*Page*.
# # # #

En 2016, l’homme d’affaires Stephen Bronfman déclarait que « ce ne sera pas un problème de trouver des investisseurs » pour assurer le retour du baseball majeur à Montréal.

En 2017, un journaliste lui a demandé si ses partenaires et lui étaient prêts à investir 1,5 milliard pour acheter une équipe. « C’est beaucoup d’argent, mais on va le faire », promettait-il.

Nous voici en 2021. C’est enfin le moment de vider ses poches et de compter les sous. Et que découvre-t-on ? Il manque des sous. D’accord. On comprend qu’un club d’expansion est hors de prix. Mais une demi-équipe, qui ne disputerait que la moitié de ses parties locales ici, ça devrait être OK ? Non ? Eh bien, non. Même pour ça, il manque des sous.

# # # #

*Entrées d'un jeu de données de pointage*.

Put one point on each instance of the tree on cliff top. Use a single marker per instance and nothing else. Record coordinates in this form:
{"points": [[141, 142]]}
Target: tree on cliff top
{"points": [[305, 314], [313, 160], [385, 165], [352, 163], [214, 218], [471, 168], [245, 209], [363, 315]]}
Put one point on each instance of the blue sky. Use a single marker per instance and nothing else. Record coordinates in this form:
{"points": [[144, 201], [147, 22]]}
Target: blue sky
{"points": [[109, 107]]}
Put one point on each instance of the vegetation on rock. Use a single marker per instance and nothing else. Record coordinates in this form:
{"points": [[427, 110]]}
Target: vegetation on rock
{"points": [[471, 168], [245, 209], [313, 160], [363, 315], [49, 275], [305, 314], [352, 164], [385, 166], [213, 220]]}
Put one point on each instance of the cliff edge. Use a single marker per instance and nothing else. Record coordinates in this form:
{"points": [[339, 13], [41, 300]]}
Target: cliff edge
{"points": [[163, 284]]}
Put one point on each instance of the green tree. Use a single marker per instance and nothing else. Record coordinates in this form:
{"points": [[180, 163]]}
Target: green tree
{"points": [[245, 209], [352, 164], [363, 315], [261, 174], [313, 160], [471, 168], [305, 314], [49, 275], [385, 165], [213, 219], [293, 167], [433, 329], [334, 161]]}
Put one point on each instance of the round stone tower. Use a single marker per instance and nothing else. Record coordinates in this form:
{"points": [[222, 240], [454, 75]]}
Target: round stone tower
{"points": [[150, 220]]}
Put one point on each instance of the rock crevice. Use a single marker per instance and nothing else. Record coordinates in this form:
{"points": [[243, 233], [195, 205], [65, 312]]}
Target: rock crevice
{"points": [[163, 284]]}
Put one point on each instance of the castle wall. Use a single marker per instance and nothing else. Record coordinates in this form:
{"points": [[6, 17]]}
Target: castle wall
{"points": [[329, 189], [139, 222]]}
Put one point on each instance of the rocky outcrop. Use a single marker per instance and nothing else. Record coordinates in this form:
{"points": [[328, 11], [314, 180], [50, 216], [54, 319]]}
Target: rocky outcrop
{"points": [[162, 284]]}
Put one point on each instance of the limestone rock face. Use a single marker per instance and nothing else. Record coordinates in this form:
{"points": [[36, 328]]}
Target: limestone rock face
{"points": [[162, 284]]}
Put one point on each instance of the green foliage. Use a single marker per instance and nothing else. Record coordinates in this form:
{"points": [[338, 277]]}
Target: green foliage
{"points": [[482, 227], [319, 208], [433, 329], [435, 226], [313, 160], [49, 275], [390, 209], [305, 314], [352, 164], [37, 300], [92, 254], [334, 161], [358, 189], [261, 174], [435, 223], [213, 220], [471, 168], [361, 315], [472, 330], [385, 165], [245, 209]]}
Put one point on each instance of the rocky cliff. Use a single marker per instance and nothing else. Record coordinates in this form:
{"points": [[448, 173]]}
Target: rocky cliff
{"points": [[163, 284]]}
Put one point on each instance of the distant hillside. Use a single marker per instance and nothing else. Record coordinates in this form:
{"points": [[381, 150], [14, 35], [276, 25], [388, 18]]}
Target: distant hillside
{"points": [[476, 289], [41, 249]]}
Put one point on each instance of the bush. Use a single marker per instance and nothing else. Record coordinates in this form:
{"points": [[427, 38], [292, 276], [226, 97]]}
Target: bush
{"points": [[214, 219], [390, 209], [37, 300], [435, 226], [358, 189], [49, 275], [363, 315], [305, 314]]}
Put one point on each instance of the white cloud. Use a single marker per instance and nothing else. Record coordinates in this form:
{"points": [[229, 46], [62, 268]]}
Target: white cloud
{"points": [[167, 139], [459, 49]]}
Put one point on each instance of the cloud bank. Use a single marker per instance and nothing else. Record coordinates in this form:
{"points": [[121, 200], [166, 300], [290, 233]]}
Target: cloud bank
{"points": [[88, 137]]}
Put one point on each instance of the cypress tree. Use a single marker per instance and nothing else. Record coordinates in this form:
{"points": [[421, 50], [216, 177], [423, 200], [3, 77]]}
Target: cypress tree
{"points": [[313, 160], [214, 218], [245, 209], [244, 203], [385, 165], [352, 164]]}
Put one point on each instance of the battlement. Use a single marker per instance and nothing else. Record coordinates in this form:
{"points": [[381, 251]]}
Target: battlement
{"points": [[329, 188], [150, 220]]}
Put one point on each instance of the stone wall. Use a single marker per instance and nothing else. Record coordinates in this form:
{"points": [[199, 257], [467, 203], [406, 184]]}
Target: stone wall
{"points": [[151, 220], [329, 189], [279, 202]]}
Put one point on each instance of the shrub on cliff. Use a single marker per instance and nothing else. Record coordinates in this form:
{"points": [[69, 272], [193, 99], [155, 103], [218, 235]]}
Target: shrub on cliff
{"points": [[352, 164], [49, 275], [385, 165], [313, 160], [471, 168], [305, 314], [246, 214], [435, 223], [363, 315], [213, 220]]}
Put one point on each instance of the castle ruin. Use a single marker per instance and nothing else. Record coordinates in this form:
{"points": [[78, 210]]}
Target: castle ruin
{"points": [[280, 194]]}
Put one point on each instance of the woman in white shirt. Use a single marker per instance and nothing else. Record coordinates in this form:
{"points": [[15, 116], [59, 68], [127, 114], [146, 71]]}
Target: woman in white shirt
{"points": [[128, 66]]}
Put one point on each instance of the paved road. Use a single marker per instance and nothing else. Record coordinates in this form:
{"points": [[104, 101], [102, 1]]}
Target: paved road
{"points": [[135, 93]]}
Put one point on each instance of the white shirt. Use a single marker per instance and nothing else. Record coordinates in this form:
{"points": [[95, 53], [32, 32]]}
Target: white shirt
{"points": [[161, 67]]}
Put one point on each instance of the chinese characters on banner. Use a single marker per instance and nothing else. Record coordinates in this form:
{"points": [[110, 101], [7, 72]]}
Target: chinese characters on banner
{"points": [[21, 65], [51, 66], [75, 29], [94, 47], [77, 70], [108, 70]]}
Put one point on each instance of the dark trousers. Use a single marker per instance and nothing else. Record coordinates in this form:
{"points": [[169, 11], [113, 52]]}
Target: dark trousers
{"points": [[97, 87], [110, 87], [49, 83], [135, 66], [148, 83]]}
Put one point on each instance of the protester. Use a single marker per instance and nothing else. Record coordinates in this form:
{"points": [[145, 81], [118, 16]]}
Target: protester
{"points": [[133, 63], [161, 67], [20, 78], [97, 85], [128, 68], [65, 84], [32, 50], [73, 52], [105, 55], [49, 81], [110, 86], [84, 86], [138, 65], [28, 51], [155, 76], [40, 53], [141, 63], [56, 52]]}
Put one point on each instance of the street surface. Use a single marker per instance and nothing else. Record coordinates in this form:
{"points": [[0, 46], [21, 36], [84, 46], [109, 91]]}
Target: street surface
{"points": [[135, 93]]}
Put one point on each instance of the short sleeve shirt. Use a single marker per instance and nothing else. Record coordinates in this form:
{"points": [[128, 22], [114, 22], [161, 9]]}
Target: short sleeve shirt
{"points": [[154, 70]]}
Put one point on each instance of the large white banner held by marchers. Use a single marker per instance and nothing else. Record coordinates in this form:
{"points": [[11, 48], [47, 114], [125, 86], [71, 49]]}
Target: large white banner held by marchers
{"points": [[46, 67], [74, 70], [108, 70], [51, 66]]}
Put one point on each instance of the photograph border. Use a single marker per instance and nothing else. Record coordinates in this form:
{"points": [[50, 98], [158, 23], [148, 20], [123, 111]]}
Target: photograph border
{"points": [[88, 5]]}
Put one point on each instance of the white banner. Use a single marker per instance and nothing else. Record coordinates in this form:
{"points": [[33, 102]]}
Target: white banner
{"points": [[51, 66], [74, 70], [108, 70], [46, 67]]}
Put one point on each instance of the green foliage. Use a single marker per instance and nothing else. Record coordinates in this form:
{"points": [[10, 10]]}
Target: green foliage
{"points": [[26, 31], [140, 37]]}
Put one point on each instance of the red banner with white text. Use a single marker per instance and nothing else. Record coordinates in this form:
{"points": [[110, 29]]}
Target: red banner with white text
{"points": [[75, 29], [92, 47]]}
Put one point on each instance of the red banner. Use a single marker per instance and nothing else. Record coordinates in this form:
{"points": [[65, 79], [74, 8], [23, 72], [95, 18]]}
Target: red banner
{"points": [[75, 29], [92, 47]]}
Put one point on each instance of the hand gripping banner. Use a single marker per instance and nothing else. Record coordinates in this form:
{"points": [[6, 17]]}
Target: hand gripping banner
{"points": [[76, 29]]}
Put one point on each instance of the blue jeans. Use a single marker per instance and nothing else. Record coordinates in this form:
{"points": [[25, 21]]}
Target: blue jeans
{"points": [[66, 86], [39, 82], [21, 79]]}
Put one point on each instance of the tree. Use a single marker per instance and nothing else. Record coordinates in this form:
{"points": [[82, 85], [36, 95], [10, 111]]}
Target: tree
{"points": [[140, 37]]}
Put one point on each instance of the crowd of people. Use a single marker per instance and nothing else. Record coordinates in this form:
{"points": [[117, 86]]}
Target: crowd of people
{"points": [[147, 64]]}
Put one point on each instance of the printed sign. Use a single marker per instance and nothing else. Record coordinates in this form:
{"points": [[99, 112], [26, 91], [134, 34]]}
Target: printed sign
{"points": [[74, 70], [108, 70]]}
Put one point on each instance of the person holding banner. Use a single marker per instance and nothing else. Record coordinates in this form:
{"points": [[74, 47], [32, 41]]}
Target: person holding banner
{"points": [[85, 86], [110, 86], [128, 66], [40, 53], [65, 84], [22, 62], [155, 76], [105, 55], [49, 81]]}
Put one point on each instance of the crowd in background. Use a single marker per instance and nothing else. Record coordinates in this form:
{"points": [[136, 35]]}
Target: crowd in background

# # # #

*Tâches à faire*.
1. Renvoyez toutes les lignes de la liste qui contiennent le mot « protester », en tenant compte de la casse.
2. Écrivez la suite du texte sur le retour du baseball majeur à Montréal, en partant de sa dernière phrase.

*Réponses*.
1.
Put one point on each instance of the protester. Use a single marker per instance and nothing else. Record coordinates in this form:
Target: protester

2.
C’est pourquoi le consortium dirigé par Stephen Bronfman se tourne aujourd’hui vers le gouvernement du Québec. Le Groupe Baseball Montréal demande une aide pouvant atteindre « des centaines de millions », ont révélé mardi mes collègues Tommy Chouinard et Vincent Brousseau-Pouliot, dans La Presse.

Combien de centaines de millions ?

Il y a plusieurs scénarios sur la table. Dans une discussion, il a été question de 300 millions. Québec envisage une subvention et un « prêt pardonnable » – une subvention avec des conditions. Un but sur balles intentionnel, quoi.

Ce serait beaucoup d’argent.

Surtout pour une demi-équipe.

Je l’ai souvent écrit, je suis pour les investissements du gouvernement dans le sport.

Je suis pour les subventions aux athlètes d’élite. Pour les millions investis dans la construction de nouveaux centres sportifs. Pour l’aide d’urgence qui a sauvé la Ligue de hockey junior majeur du Québec pendant la pandémie.

J’aime que le gouvernement s’implique pour accueillir des compétitions internationales. J’accueille aussi favorablement le projet du CF Montréal, qui souhaite collaborer avec la Ville de Montréal pour embellir les environs du stade Saputo.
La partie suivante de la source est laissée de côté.